=== DATA FOR PROCESSING ===
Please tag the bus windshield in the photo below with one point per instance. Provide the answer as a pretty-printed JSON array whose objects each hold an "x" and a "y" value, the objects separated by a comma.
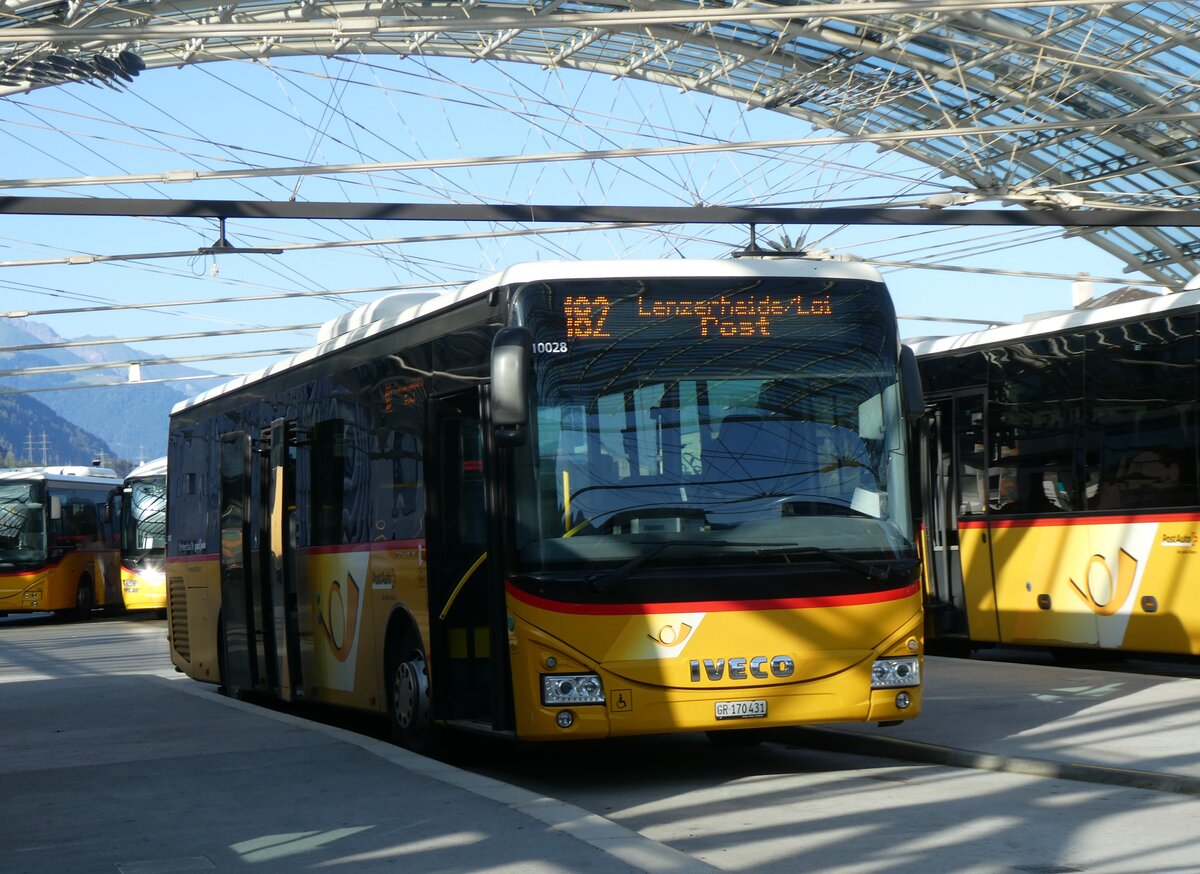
[
  {"x": 22, "y": 524},
  {"x": 145, "y": 519},
  {"x": 725, "y": 420}
]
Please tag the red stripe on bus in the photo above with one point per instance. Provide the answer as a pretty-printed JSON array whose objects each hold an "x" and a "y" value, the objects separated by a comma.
[
  {"x": 1060, "y": 521},
  {"x": 375, "y": 546},
  {"x": 714, "y": 606}
]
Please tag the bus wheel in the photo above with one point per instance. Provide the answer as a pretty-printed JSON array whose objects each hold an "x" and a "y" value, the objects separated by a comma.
[
  {"x": 408, "y": 700},
  {"x": 85, "y": 597}
]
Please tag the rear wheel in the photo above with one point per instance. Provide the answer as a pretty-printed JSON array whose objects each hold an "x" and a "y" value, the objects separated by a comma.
[{"x": 409, "y": 711}]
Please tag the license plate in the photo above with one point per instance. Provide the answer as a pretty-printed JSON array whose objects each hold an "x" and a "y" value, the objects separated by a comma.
[{"x": 755, "y": 708}]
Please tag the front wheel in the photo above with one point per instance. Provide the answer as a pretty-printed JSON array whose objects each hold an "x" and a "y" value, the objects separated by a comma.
[{"x": 409, "y": 711}]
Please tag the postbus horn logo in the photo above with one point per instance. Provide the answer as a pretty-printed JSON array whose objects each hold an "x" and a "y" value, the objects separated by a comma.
[{"x": 1103, "y": 594}]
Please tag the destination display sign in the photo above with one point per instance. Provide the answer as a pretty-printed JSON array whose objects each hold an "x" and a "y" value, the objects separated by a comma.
[{"x": 729, "y": 316}]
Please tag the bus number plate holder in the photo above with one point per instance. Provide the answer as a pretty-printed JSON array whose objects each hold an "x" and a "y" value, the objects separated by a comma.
[{"x": 755, "y": 708}]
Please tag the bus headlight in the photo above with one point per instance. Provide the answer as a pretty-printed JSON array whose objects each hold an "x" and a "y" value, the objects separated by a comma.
[
  {"x": 571, "y": 688},
  {"x": 889, "y": 674}
]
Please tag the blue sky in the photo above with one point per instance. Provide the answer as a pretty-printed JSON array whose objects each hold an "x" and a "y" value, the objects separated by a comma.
[{"x": 292, "y": 112}]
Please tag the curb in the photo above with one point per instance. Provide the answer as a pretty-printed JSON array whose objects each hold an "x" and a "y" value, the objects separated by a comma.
[{"x": 838, "y": 741}]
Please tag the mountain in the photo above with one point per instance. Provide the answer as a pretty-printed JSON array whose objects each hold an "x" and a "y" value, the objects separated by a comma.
[
  {"x": 78, "y": 423},
  {"x": 31, "y": 432}
]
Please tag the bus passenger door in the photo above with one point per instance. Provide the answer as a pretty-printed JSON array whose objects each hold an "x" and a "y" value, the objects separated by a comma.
[
  {"x": 238, "y": 635},
  {"x": 276, "y": 555},
  {"x": 463, "y": 647},
  {"x": 961, "y": 585}
]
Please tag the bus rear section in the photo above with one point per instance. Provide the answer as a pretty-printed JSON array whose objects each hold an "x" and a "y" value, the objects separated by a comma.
[
  {"x": 58, "y": 543},
  {"x": 1063, "y": 507},
  {"x": 571, "y": 501}
]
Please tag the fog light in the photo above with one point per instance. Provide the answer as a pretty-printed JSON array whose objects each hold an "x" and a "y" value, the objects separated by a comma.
[
  {"x": 889, "y": 674},
  {"x": 571, "y": 688}
]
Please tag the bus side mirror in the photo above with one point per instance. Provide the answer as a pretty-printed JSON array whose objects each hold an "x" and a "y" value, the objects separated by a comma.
[
  {"x": 910, "y": 377},
  {"x": 511, "y": 372}
]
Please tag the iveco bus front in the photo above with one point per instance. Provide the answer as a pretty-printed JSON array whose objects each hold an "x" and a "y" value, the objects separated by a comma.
[{"x": 712, "y": 525}]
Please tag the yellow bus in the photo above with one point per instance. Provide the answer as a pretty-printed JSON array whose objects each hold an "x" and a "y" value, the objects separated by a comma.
[
  {"x": 142, "y": 510},
  {"x": 58, "y": 544},
  {"x": 570, "y": 501},
  {"x": 1063, "y": 509}
]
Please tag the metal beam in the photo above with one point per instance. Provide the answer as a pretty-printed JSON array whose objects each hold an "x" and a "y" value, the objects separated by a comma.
[{"x": 634, "y": 215}]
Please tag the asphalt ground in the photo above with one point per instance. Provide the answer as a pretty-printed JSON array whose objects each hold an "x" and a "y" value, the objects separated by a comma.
[{"x": 112, "y": 761}]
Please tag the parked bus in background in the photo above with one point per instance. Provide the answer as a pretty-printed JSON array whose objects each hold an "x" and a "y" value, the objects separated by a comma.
[
  {"x": 571, "y": 501},
  {"x": 58, "y": 542},
  {"x": 142, "y": 509},
  {"x": 1063, "y": 509}
]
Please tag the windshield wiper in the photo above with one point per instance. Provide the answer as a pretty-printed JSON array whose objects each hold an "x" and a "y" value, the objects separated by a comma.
[
  {"x": 877, "y": 570},
  {"x": 603, "y": 582}
]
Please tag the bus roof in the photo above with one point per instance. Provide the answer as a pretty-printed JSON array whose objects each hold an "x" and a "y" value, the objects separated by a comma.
[
  {"x": 1057, "y": 323},
  {"x": 61, "y": 473},
  {"x": 394, "y": 310},
  {"x": 155, "y": 467}
]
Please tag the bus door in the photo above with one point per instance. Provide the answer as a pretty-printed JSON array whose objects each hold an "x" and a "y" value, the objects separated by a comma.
[
  {"x": 276, "y": 560},
  {"x": 239, "y": 628},
  {"x": 957, "y": 531},
  {"x": 466, "y": 605}
]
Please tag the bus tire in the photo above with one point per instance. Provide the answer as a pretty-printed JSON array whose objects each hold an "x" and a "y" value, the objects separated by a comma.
[{"x": 409, "y": 711}]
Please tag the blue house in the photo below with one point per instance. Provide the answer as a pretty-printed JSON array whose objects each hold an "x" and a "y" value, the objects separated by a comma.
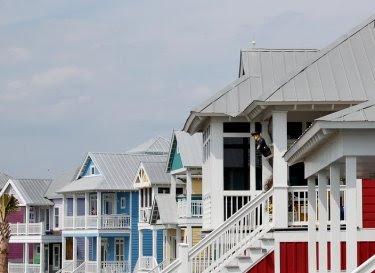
[{"x": 100, "y": 211}]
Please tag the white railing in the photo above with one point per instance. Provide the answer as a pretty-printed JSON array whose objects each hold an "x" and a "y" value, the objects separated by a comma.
[
  {"x": 112, "y": 221},
  {"x": 298, "y": 205},
  {"x": 144, "y": 214},
  {"x": 115, "y": 267},
  {"x": 27, "y": 229},
  {"x": 233, "y": 201},
  {"x": 21, "y": 268},
  {"x": 196, "y": 208},
  {"x": 233, "y": 236},
  {"x": 367, "y": 267}
]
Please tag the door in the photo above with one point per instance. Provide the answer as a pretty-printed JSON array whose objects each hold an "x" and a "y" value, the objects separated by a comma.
[{"x": 56, "y": 254}]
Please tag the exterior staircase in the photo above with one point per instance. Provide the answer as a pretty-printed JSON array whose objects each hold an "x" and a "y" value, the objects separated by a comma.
[{"x": 237, "y": 245}]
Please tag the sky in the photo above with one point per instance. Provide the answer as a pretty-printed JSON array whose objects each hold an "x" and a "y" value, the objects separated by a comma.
[{"x": 104, "y": 76}]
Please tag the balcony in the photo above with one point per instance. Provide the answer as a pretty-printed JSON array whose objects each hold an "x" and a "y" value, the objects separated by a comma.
[
  {"x": 27, "y": 229},
  {"x": 195, "y": 210},
  {"x": 21, "y": 268},
  {"x": 112, "y": 221}
]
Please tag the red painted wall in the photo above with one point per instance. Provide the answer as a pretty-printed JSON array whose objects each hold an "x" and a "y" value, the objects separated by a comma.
[
  {"x": 264, "y": 266},
  {"x": 368, "y": 203},
  {"x": 294, "y": 256}
]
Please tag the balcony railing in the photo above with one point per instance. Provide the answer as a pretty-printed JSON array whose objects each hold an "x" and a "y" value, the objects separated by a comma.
[
  {"x": 144, "y": 214},
  {"x": 27, "y": 229},
  {"x": 196, "y": 208},
  {"x": 298, "y": 205},
  {"x": 112, "y": 221},
  {"x": 21, "y": 268}
]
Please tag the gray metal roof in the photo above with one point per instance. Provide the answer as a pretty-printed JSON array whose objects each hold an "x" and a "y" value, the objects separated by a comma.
[
  {"x": 264, "y": 69},
  {"x": 3, "y": 179},
  {"x": 60, "y": 182},
  {"x": 33, "y": 190},
  {"x": 158, "y": 145},
  {"x": 117, "y": 172},
  {"x": 190, "y": 148},
  {"x": 343, "y": 71},
  {"x": 361, "y": 112},
  {"x": 156, "y": 172}
]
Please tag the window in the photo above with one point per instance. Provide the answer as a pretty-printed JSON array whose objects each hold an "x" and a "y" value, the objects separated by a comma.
[
  {"x": 56, "y": 216},
  {"x": 119, "y": 249},
  {"x": 236, "y": 127},
  {"x": 236, "y": 163},
  {"x": 123, "y": 202},
  {"x": 163, "y": 190}
]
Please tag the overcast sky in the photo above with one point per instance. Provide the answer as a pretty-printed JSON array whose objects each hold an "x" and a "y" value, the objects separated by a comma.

=== TASK GOAL ===
Up to the line containing "Please tag the balcony railing", skip everything; from that line through the last line above, return each line exactly.

=== REPLY ===
Please tag the balcony railing in the photo above with one point per instance. Provide the answer as a pretty-printed JSON array whose objects each hold an "x" and a "y" value, the objects separated by a comma.
[
  {"x": 144, "y": 214},
  {"x": 27, "y": 229},
  {"x": 196, "y": 208},
  {"x": 298, "y": 205},
  {"x": 112, "y": 221},
  {"x": 21, "y": 268}
]
Please tag the gray metal roof in the photo above with one point per instance. Provide the answer as a pretty-printed JSON array whose objects each hold an "x" and a "y" value, the objects separated by a comma.
[
  {"x": 264, "y": 69},
  {"x": 3, "y": 179},
  {"x": 60, "y": 182},
  {"x": 33, "y": 190},
  {"x": 158, "y": 145},
  {"x": 117, "y": 172},
  {"x": 190, "y": 148},
  {"x": 343, "y": 71},
  {"x": 361, "y": 112},
  {"x": 156, "y": 172}
]
Please tag the window in the photo above with one point per instance. Provide the answer as a pretty-printed JSON array whose objects each hold an "x" and a "y" value, the objects separated by a comma.
[
  {"x": 56, "y": 216},
  {"x": 119, "y": 249},
  {"x": 236, "y": 127},
  {"x": 236, "y": 163},
  {"x": 123, "y": 202},
  {"x": 163, "y": 190}
]
Please tag the overcast sky in the photo above with one point per instance. Provide the answer as a pretty-printed JSON array whose objects each hold an "x" and a "y" value, the objects separated by a comma.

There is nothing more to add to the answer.